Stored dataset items

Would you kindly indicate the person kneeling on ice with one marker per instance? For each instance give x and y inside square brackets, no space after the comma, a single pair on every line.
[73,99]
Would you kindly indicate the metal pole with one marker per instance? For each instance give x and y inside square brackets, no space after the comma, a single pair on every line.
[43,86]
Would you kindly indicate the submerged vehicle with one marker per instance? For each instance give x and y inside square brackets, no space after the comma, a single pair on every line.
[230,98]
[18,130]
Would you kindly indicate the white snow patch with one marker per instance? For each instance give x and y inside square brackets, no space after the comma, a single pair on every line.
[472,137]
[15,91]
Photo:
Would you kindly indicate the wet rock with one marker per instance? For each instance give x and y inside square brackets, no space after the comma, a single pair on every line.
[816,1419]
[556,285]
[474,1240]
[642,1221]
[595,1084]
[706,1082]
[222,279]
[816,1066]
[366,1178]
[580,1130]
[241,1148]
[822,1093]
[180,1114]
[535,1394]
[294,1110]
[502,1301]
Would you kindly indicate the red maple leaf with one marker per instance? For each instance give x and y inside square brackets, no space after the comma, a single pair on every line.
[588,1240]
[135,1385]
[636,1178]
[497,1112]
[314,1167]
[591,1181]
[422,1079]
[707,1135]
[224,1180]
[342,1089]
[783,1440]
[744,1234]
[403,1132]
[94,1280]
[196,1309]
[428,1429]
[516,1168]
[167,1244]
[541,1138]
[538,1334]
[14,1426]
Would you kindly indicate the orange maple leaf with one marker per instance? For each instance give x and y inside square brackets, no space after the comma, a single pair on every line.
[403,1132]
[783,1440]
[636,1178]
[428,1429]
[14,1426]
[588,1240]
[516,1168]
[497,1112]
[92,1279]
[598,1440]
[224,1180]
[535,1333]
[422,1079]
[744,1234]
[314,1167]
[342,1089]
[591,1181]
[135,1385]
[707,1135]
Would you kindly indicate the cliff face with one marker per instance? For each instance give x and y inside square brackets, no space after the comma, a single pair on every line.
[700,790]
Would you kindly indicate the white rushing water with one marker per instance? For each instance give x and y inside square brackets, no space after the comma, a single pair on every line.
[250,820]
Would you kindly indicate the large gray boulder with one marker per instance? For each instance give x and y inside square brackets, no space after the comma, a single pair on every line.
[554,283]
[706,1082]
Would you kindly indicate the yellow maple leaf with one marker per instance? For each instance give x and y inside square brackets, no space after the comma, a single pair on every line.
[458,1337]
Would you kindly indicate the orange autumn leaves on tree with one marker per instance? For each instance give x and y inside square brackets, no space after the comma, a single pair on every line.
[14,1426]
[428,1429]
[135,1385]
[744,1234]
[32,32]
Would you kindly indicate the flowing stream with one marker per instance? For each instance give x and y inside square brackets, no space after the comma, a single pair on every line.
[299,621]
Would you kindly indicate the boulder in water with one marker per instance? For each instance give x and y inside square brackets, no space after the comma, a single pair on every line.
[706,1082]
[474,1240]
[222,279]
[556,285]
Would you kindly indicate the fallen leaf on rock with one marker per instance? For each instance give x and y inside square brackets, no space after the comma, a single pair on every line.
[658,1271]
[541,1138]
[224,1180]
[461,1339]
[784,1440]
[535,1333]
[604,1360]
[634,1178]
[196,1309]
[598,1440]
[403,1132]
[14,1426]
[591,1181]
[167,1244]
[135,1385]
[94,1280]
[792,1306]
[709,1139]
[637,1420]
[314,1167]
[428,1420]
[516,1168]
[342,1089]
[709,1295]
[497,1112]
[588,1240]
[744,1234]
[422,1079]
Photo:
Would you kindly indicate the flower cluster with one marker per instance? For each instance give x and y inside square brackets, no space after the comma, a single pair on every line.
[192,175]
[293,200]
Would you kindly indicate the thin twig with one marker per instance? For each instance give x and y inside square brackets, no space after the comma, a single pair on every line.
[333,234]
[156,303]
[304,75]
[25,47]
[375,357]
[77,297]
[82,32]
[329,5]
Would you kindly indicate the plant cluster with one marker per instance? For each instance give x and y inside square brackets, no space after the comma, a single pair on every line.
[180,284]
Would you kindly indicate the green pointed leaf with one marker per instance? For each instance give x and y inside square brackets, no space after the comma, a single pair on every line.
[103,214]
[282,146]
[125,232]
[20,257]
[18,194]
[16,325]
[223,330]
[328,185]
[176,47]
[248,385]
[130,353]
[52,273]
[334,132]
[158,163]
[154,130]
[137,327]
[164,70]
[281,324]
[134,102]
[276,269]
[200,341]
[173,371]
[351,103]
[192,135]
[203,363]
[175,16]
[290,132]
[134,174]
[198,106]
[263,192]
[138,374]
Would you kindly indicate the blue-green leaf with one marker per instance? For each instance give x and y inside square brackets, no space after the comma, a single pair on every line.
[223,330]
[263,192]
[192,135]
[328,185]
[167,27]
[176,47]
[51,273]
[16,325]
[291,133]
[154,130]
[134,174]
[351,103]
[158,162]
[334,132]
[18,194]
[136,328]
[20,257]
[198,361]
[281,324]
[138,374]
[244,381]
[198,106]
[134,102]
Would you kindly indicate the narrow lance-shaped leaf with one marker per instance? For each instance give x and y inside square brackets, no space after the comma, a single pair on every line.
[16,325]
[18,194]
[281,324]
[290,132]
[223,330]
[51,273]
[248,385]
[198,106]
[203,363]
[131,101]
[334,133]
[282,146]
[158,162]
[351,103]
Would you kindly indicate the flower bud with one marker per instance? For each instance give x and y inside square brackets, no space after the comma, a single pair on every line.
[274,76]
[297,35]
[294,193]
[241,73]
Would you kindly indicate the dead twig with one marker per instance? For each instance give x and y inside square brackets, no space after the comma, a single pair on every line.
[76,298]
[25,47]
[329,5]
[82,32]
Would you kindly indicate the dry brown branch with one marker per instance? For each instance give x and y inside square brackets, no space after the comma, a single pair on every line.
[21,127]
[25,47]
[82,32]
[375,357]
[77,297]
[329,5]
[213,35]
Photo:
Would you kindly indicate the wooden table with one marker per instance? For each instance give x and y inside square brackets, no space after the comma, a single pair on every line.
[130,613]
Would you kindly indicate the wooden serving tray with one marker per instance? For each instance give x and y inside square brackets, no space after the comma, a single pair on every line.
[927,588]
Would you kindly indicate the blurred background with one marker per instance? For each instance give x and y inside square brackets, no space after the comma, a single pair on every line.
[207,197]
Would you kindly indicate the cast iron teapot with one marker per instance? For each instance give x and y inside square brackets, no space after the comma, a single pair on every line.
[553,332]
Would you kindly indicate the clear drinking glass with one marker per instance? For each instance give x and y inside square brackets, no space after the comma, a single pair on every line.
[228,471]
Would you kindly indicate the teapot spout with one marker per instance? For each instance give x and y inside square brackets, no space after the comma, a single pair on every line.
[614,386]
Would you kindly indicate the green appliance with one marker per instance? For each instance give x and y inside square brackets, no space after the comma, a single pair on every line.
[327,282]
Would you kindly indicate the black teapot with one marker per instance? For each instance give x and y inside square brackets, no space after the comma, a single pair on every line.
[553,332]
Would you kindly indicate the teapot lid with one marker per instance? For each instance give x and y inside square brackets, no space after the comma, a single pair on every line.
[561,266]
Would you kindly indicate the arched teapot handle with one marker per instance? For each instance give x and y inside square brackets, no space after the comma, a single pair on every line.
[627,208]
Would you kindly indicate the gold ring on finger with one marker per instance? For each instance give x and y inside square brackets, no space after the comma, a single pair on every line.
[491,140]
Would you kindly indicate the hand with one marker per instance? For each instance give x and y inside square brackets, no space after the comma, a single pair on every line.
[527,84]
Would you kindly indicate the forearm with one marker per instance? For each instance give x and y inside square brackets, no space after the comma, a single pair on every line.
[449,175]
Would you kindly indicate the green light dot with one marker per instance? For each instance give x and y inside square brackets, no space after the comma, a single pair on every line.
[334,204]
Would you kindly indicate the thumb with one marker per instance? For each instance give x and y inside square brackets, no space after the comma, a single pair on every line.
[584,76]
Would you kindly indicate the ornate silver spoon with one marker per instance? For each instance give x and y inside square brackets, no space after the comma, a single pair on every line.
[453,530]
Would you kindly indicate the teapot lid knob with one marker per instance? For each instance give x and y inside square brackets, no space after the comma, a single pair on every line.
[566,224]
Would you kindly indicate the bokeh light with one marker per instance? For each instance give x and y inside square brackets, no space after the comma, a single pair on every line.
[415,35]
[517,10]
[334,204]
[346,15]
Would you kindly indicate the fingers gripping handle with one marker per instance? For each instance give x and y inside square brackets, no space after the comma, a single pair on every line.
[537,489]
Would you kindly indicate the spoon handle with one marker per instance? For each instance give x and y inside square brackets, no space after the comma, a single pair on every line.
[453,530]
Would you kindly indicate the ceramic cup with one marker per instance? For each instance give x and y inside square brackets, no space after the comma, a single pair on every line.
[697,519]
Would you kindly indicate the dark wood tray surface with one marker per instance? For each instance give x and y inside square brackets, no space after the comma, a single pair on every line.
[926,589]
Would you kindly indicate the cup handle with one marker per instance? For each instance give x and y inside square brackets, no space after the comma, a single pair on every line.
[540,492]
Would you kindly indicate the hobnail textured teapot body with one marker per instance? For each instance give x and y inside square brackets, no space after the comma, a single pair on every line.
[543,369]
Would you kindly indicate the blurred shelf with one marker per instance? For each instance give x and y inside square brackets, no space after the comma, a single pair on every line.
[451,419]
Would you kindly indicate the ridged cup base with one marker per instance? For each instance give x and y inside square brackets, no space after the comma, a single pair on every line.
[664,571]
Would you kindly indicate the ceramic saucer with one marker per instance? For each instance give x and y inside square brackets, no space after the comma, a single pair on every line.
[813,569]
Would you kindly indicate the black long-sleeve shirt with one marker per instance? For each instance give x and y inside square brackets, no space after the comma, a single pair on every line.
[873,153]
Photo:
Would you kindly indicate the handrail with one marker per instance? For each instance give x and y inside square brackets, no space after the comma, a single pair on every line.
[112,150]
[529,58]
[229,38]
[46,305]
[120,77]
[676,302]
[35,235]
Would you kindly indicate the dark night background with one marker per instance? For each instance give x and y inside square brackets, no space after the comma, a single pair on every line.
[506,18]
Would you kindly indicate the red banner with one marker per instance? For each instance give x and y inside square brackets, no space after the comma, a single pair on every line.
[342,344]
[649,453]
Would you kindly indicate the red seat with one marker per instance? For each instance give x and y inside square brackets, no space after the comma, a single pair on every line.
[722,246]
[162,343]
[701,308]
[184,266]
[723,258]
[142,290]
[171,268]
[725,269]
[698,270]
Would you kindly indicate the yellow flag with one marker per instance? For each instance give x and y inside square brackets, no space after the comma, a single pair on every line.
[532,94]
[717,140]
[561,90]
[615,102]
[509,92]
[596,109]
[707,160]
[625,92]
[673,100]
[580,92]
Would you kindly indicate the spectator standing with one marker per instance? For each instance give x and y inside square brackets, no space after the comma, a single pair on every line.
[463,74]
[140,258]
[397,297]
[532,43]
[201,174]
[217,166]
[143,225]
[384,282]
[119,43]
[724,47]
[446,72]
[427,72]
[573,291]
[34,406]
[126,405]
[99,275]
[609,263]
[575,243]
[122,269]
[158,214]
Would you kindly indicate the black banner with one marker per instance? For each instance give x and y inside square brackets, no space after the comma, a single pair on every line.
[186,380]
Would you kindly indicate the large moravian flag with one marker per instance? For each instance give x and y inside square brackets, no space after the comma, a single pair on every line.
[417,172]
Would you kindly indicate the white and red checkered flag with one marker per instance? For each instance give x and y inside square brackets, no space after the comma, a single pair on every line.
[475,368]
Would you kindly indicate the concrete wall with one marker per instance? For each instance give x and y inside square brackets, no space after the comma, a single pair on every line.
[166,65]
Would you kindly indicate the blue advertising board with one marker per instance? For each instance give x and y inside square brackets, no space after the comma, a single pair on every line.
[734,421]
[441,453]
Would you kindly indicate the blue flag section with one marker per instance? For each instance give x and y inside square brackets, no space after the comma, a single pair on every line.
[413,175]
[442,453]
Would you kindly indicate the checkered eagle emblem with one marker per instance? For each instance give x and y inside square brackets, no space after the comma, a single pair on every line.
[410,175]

### GOAL OF THE EXERCISE
Set down exactly, and only, the lines from the one containing "Would you kindly indicate the black banner" to the final line of the data.

### EXERCISE RESULT
Would you kindly indicate the black banner with one marker per instance? For each instance give x and y inside square brackets, no space after the comma, a single pair on every line.
[186,380]
Would you kindly indicate the large moravian flag with one marker per instance? For each instance give x and y inside square brackets, no space after the comma, a single pair on every line.
[417,172]
Would you kindly indicate the white and red checkered flag with one marker per instance? For each instance give x and y inside square brackets, no space after the comma, a single pair on every line.
[475,368]
Would you kindly indicate the concrete wall with one marker per instance? For each instance give x and y inside square brackets, no space after the comma, a single pair on every line.
[166,65]
Would you kindly indicate the blue advertising board with one marker per instance? For each instance give x and y inside square brackets, no space after the comma, a single pair on every line.
[734,421]
[441,453]
Would you kindly indicate the blue flag section with one marker per instance? For each instance give x and y inside square brackets, no space after the comma, a single pair on every line.
[413,175]
[442,453]
Would you kindly indicate the checkered eagle emblem with one marker per instance? For each instance give x and y inside square brackets, no space after the comma, a single pair on every line.
[410,175]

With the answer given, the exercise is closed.